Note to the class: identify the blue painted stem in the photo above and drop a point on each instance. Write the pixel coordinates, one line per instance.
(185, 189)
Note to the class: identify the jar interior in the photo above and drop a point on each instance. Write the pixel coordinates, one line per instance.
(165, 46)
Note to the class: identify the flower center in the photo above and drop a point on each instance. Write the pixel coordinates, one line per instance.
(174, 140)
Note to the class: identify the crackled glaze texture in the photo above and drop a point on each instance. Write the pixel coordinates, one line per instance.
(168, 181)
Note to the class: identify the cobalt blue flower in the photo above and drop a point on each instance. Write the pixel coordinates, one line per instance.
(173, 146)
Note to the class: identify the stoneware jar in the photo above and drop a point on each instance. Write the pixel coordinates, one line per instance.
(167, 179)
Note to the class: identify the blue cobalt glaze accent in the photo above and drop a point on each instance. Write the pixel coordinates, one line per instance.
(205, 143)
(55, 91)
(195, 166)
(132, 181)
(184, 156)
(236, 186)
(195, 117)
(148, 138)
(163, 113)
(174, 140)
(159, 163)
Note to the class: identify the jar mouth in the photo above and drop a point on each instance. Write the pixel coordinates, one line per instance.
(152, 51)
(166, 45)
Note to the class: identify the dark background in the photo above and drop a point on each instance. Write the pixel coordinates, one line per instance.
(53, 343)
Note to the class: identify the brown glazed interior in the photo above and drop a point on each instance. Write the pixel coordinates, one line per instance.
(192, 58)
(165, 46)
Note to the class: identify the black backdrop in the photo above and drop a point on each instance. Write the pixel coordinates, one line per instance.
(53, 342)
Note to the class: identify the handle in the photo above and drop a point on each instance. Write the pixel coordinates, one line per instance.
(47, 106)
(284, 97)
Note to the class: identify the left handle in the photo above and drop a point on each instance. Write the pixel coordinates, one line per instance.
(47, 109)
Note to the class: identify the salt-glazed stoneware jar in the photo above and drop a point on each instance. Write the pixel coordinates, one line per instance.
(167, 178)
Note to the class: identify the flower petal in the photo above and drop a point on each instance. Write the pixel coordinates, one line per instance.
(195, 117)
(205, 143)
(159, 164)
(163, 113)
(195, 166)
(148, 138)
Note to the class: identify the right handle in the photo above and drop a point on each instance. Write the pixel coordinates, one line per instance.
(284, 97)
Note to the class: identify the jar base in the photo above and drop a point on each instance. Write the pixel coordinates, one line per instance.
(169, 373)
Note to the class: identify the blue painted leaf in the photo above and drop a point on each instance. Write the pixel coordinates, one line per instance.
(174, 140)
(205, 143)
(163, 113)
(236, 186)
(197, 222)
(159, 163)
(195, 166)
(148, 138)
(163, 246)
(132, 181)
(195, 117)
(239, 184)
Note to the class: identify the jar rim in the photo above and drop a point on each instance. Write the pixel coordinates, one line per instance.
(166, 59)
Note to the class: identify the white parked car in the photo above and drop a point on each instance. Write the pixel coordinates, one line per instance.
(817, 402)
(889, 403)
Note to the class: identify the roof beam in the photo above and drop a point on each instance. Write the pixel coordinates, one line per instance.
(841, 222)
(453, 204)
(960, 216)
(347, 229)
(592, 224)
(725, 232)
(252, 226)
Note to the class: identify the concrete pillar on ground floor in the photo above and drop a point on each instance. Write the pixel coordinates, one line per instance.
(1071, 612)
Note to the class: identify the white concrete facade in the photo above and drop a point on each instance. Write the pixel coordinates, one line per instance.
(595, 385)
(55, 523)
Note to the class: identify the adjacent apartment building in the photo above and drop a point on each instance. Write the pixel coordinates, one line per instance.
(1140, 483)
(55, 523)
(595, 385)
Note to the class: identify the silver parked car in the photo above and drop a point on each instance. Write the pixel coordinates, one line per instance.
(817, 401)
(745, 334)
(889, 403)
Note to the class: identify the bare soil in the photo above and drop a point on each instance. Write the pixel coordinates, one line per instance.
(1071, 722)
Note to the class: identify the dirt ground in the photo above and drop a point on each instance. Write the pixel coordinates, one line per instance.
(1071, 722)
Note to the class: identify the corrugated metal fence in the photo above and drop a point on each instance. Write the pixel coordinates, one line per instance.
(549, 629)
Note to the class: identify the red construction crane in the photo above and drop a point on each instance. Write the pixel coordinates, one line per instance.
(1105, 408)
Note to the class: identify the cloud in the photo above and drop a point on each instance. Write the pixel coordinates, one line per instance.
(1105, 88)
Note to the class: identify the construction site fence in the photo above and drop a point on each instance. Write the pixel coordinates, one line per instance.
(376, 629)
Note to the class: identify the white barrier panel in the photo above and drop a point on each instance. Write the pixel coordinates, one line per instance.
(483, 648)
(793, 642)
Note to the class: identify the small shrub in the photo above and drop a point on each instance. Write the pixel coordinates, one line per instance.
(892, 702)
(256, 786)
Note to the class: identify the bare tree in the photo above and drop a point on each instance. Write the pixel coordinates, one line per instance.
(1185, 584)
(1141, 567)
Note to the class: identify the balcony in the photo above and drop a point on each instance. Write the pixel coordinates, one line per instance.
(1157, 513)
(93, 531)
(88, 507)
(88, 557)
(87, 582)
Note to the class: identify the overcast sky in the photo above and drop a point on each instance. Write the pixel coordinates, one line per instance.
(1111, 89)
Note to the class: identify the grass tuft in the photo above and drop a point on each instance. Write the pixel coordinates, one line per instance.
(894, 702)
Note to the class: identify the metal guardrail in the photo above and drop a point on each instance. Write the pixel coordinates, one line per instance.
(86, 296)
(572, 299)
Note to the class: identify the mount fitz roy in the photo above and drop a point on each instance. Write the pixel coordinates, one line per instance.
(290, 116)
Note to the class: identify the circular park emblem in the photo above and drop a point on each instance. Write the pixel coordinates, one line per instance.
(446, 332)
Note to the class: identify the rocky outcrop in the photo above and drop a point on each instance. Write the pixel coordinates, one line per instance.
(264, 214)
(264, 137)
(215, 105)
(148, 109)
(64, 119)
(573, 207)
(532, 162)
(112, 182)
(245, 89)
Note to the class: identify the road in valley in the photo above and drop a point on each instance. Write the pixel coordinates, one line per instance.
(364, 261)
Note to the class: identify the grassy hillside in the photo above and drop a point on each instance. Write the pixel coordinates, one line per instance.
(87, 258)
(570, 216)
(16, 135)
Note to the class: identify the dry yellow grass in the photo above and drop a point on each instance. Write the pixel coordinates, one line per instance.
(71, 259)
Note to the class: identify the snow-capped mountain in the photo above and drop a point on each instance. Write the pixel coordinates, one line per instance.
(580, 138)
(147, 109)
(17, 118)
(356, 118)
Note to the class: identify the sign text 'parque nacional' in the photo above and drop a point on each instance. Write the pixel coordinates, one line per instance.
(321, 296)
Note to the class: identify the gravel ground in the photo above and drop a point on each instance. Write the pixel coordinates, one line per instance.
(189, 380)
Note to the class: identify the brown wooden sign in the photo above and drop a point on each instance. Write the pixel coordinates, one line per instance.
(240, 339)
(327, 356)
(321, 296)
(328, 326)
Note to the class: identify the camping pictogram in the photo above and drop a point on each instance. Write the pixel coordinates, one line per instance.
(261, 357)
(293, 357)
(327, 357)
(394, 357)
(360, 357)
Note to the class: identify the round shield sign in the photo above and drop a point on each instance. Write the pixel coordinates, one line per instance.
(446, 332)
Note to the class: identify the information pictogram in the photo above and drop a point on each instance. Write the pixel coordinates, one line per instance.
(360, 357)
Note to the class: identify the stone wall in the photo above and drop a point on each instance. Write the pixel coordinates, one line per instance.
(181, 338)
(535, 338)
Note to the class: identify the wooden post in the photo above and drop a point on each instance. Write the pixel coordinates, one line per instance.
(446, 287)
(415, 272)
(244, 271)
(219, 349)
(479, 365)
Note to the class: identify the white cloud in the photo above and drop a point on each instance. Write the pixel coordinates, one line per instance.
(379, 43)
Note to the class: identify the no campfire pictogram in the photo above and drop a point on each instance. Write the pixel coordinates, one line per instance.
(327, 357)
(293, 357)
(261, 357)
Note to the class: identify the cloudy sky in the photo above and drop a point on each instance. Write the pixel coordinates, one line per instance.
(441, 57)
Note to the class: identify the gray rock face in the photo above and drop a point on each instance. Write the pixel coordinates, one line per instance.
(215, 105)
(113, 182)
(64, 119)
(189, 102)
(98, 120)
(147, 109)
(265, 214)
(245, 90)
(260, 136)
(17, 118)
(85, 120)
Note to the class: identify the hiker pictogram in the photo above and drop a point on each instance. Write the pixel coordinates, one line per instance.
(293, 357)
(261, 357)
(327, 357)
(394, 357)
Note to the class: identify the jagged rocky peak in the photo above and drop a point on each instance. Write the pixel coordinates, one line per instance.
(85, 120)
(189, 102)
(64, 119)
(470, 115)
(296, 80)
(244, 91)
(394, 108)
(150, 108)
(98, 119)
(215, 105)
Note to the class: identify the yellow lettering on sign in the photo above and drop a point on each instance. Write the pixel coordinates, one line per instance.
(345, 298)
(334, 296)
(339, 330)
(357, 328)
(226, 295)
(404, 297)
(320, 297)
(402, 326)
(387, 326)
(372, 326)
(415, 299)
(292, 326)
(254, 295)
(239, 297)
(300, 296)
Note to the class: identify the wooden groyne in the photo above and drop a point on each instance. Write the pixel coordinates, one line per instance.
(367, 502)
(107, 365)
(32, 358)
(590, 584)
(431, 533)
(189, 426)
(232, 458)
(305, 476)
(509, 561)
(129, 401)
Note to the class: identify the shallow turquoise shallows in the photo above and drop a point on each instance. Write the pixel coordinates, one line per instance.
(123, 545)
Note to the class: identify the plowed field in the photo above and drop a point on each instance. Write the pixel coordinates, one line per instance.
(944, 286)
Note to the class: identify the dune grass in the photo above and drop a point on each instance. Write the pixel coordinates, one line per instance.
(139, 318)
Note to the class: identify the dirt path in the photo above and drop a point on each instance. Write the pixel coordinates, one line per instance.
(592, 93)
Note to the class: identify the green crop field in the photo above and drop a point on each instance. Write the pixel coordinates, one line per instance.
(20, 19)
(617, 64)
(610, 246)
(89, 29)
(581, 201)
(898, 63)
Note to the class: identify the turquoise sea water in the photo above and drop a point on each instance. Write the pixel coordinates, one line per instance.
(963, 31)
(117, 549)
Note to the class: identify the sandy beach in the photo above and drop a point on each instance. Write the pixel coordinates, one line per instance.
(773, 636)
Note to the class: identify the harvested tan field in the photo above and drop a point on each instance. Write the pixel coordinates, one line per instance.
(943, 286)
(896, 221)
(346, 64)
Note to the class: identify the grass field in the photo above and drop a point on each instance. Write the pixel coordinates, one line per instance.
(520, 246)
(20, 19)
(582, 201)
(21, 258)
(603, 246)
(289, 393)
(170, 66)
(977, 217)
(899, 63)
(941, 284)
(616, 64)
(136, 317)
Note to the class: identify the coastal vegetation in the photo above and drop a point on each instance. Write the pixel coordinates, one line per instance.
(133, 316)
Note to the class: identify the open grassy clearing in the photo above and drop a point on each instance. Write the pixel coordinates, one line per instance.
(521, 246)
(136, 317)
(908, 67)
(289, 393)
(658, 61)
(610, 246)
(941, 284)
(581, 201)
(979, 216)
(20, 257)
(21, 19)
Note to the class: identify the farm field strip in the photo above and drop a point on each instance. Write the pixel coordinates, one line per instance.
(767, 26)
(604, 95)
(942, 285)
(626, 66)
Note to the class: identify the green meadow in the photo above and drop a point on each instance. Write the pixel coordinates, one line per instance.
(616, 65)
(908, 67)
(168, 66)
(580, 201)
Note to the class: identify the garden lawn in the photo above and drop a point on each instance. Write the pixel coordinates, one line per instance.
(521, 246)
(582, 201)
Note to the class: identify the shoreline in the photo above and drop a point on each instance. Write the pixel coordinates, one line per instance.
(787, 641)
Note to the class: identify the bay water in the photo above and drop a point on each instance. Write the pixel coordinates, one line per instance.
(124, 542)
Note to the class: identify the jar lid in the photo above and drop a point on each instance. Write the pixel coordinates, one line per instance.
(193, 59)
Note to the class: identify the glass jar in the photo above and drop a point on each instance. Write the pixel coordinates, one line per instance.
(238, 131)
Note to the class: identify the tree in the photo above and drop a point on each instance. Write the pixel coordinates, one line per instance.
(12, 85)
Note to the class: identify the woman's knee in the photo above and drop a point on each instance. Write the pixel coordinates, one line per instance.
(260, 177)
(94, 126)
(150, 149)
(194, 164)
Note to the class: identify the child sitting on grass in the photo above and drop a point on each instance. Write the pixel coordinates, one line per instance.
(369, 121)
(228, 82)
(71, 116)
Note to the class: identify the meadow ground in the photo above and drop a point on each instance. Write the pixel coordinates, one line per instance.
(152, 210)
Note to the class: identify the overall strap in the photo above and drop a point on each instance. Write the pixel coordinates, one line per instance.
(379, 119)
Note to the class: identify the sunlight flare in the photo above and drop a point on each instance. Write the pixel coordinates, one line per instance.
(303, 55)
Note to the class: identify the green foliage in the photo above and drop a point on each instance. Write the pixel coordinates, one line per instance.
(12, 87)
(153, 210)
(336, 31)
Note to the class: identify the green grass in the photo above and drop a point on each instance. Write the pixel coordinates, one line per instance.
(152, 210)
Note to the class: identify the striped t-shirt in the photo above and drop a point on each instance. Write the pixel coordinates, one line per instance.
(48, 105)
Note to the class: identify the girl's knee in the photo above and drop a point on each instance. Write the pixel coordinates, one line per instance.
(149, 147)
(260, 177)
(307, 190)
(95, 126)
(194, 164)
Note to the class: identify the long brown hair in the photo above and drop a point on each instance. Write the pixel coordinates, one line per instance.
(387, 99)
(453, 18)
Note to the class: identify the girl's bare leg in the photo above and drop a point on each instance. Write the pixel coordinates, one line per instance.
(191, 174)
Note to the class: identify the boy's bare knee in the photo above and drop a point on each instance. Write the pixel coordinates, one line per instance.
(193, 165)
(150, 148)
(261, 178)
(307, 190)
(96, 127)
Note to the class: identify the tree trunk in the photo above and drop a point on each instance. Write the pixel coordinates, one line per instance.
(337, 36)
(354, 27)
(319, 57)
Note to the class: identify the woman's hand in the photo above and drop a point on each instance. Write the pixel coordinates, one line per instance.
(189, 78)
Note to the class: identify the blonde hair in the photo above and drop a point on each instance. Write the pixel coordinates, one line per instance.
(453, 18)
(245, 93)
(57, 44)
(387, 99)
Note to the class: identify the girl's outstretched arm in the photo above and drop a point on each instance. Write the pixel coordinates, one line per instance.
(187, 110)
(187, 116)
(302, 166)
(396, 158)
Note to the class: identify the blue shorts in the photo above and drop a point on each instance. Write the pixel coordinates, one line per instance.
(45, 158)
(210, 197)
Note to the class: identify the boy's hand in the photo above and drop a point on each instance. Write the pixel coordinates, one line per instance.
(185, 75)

________

設定課題:
「Note to the class: identify the adjacent」を含む行から「(1105, 408)」を含む行まで（両端の行を含む）を、指示文も含めて書き直してください。その際、回答の座標の数値はすべて1.7倍し、整数に四捨五入し（0.5は切り上げ）、この範囲の行だけを出力してください。

出力全文:
Note to the class: identify the adjacent apartment building in the photo above and drop a point on each instance. Write the pixel coordinates, one line per instance.
(1938, 821)
(94, 889)
(1012, 655)
Note to the class: identify the silver parked car in the photo above and drop a point on each instance. Write the pixel coordinates, one line per instance.
(1389, 682)
(1267, 568)
(1511, 685)
Note to the class: identify the bare soil in the photo above and drop a point on each instance. Write the pixel coordinates, one line per instance.
(1821, 1227)
Note to the class: identify the dirt ground in the photo above and drop a point on each instance. Write the pixel coordinates, one line per instance.
(1821, 1227)
Note to the class: identify the corrugated metal fence in the photo above and drop a point on each instance. Write the pixel coordinates, one line per instance.
(933, 1069)
Note to the class: identify the red construction crane in the photo above and drop a point on each instance. Write the pixel coordinates, one line per instance.
(1879, 694)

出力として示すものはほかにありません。